#### Tarea planteada:
Por favor, reescribe todo el material con "every instance" cambiado por "each instance" en cada aparición y lo demás intacto.

* * * *

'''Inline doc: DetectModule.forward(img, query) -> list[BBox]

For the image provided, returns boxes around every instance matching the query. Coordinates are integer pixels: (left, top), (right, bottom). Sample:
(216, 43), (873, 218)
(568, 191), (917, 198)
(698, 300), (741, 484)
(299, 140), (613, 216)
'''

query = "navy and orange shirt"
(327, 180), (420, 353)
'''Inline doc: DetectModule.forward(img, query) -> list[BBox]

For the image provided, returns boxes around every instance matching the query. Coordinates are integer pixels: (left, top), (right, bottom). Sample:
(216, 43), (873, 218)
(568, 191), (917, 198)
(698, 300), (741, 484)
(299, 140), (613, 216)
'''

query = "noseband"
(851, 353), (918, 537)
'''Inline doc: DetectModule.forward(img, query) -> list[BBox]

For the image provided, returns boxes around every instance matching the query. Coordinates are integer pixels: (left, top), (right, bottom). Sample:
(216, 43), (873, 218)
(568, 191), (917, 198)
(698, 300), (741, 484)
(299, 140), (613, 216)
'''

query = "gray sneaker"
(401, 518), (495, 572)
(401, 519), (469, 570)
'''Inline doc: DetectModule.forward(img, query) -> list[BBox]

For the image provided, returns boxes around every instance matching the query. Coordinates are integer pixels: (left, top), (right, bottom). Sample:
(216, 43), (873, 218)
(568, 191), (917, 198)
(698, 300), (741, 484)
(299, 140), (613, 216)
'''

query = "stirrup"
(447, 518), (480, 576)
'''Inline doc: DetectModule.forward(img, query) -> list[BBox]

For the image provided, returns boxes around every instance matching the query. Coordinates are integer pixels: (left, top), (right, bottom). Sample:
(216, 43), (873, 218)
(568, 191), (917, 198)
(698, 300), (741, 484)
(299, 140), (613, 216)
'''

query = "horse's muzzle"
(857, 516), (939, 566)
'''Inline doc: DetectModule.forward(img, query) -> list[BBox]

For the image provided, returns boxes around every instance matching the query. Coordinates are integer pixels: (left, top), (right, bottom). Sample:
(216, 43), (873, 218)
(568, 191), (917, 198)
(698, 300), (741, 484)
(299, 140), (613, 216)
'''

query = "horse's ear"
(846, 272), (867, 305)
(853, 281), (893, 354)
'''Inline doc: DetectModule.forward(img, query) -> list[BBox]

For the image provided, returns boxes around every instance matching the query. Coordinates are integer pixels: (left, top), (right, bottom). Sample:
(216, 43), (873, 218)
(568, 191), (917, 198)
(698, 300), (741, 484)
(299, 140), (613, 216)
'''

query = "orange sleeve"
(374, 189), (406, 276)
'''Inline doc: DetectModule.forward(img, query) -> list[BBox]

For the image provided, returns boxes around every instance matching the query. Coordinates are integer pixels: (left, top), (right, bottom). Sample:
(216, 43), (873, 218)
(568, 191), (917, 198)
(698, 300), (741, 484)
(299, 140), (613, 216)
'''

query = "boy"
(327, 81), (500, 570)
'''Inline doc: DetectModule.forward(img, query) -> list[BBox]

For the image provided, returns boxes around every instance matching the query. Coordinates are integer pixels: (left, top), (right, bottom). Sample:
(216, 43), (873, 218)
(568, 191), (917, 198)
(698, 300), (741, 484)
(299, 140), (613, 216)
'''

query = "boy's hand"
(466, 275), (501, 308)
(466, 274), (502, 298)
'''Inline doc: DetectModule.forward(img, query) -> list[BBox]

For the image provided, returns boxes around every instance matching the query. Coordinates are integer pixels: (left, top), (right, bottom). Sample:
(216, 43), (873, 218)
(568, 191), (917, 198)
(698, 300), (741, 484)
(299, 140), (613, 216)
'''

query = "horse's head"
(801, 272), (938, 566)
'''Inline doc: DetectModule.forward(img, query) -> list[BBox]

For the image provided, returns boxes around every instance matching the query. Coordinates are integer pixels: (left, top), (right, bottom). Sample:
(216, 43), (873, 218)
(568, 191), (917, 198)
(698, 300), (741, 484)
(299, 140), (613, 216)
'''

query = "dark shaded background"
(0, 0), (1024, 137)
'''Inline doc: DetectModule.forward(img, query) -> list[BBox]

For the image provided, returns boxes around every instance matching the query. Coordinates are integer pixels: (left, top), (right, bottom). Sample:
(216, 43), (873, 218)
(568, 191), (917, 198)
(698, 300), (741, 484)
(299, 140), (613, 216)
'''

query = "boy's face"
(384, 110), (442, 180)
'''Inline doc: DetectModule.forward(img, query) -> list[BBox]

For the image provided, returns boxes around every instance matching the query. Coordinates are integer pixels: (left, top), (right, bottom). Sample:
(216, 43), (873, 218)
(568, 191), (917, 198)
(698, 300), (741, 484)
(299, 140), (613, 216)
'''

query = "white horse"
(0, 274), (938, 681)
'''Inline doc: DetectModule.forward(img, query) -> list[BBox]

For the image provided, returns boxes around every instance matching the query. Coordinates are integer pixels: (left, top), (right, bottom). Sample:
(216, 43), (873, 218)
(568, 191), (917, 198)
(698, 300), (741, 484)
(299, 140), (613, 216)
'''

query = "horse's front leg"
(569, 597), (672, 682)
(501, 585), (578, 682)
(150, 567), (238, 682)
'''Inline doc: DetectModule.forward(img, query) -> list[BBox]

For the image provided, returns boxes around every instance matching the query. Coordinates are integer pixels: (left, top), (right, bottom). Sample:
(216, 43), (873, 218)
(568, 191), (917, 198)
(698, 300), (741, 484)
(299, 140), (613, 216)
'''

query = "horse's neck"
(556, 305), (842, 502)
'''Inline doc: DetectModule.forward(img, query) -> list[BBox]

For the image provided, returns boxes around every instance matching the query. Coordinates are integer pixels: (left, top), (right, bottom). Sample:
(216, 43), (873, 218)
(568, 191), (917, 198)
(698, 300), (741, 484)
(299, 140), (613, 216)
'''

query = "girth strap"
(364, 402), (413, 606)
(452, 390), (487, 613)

* * * *

#### Solución propuesta:
'''Inline doc: DetectModule.forward(img, query) -> list[BBox]

For the image provided, returns boxes around each instance matching the query. Coordinates are integer pixels: (left, top), (right, bottom). Sample:
(216, 43), (873, 218)
(568, 191), (917, 198)
(698, 300), (741, 484)
(299, 140), (613, 216)
'''

query = "navy and orange shirt"
(327, 180), (420, 353)
'''Inline doc: DetectModule.forward(img, query) -> list[BBox]

For the image provided, returns boxes around each instance matching the query. Coordinates are integer pixels: (left, top), (right, bottom). Sample:
(216, 43), (873, 218)
(568, 191), (917, 198)
(698, 300), (741, 484)
(299, 140), (613, 216)
'''

query = "noseband"
(851, 353), (918, 537)
'''Inline doc: DetectModule.forward(img, query) -> list[BBox]

For the image provided, returns boxes around each instance matching the query. Coordinates are integer pixels: (left, top), (right, bottom). Sample:
(216, 43), (873, 218)
(568, 191), (917, 198)
(698, 300), (741, 484)
(299, 140), (613, 216)
'''

query = "gray sneaker"
(401, 518), (495, 572)
(401, 519), (469, 570)
'''Inline doc: DetectModule.forward(img, query) -> list[BBox]

For the image provided, returns boxes around each instance matching the query. Coordinates are integer pixels: (left, top), (right, bottom). Sample:
(216, 43), (873, 218)
(568, 191), (917, 198)
(698, 300), (741, 484)
(299, 140), (613, 216)
'''

query = "stirrup"
(447, 518), (480, 576)
'''Inline doc: DetectModule.forward(img, query) -> list[BBox]

For the image provided, returns boxes around each instance matching the query. Coordinates are integer pixels: (left, top), (right, bottom). Sample:
(216, 43), (873, 218)
(568, 191), (917, 198)
(698, 300), (741, 484)
(299, 140), (613, 216)
'''

query = "horse's muzzle"
(857, 516), (939, 566)
'''Inline doc: DetectModule.forward(img, query) -> list[BBox]

For the image provided, returns boxes around each instance matching the query. Coordinates are integer pixels: (left, top), (right, bottom). Sample:
(216, 43), (873, 218)
(568, 191), (917, 198)
(698, 300), (741, 484)
(299, 140), (613, 216)
'''

query = "horse's ear"
(846, 272), (867, 305)
(853, 281), (893, 354)
'''Inline doc: DetectModule.forward(img, query) -> list[BBox]

For the image provided, returns boxes around each instance matching the query. Coordinates are integer pixels: (left, top), (right, bottom). Sample:
(216, 43), (873, 218)
(568, 191), (917, 198)
(698, 300), (741, 484)
(299, 140), (613, 216)
'''

query = "orange sleeve"
(374, 189), (406, 276)
'''Inline doc: DetectModule.forward(img, query) -> list[BBox]

For the image provided, returns boxes around each instance matching the query. Coordinates are integer pixels: (left, top), (right, bottom). Sample:
(216, 43), (873, 218)
(568, 191), (917, 198)
(698, 300), (741, 484)
(299, 140), (613, 216)
'''

query = "boy"
(327, 81), (500, 570)
'''Inline doc: DetectModule.forward(img, query) -> list[BBox]

For the image provided, returns boxes around each instance matching the query. Coordinates are integer pixels: (left, top), (right, bottom). Sample:
(216, 43), (873, 218)
(568, 191), (917, 198)
(698, 300), (741, 484)
(299, 140), (613, 216)
'''

query = "boy's hand"
(466, 275), (501, 308)
(466, 274), (502, 298)
'''Inline doc: DetectModule.forward(img, query) -> list[BBox]

For the image provided, returns boxes around each instance matching the query. Coordinates are integer pixels: (left, top), (right, bottom). Sample:
(216, 43), (873, 218)
(568, 191), (917, 198)
(698, 300), (741, 484)
(299, 140), (613, 216)
'''

query = "horse's head"
(801, 272), (938, 566)
'''Inline doc: DetectModule.forward(img, query) -> list[BBox]

For the image provided, returns boxes around each instance matching the query. Coordinates are integer pixels: (left, top), (right, bottom). Sample:
(216, 43), (873, 218)
(568, 191), (917, 198)
(698, 300), (741, 484)
(299, 140), (613, 216)
'''

query = "dark shaded background"
(0, 0), (1024, 137)
'''Inline doc: DetectModule.forward(img, query) -> list[BBox]

For the image provided, returns boxes around each instance matching the query. Coordinates are integer pixels: (left, top), (right, bottom). Sample:
(216, 43), (873, 218)
(568, 191), (917, 198)
(698, 300), (741, 484)
(299, 140), (613, 216)
'''

query = "boy's face"
(384, 110), (442, 180)
'''Inline doc: DetectModule.forward(img, query) -> list[BBox]

For the image provided, returns boxes around each instance matching the query. Coordinates are integer pixels: (left, top), (right, bottom). Sample:
(216, 43), (873, 218)
(568, 191), (917, 198)
(698, 300), (741, 484)
(299, 140), (613, 216)
'''

query = "white horse"
(0, 274), (938, 681)
'''Inline doc: DetectModule.forward(img, query) -> list[BBox]

For the image provided, returns boxes around each instance matching the query. Coordinates are integer pixels: (left, top), (right, bottom). Sample:
(216, 43), (873, 218)
(568, 191), (917, 198)
(698, 300), (741, 484)
(299, 140), (613, 216)
'''

query = "horse's front leg"
(569, 597), (672, 682)
(501, 585), (578, 682)
(150, 567), (238, 682)
'''Inline doc: DetectModule.forward(img, query) -> list[BBox]

For the image provided, returns boxes around each instance matching the query. Coordinates are integer pixels: (left, top), (right, bottom). Sample:
(216, 43), (873, 218)
(568, 191), (917, 198)
(698, 300), (741, 484)
(299, 140), (613, 216)
'''

query = "horse's neck"
(556, 305), (842, 502)
'''Inline doc: DetectModule.forward(img, query) -> list[BBox]

For the image provided, returns boxes around each instance matching the query. Coordinates are integer pixels: (left, top), (right, bottom). Sample:
(216, 43), (873, 218)
(568, 191), (917, 198)
(698, 300), (741, 484)
(299, 140), (613, 216)
'''

query = "girth strap"
(364, 402), (413, 606)
(452, 390), (487, 613)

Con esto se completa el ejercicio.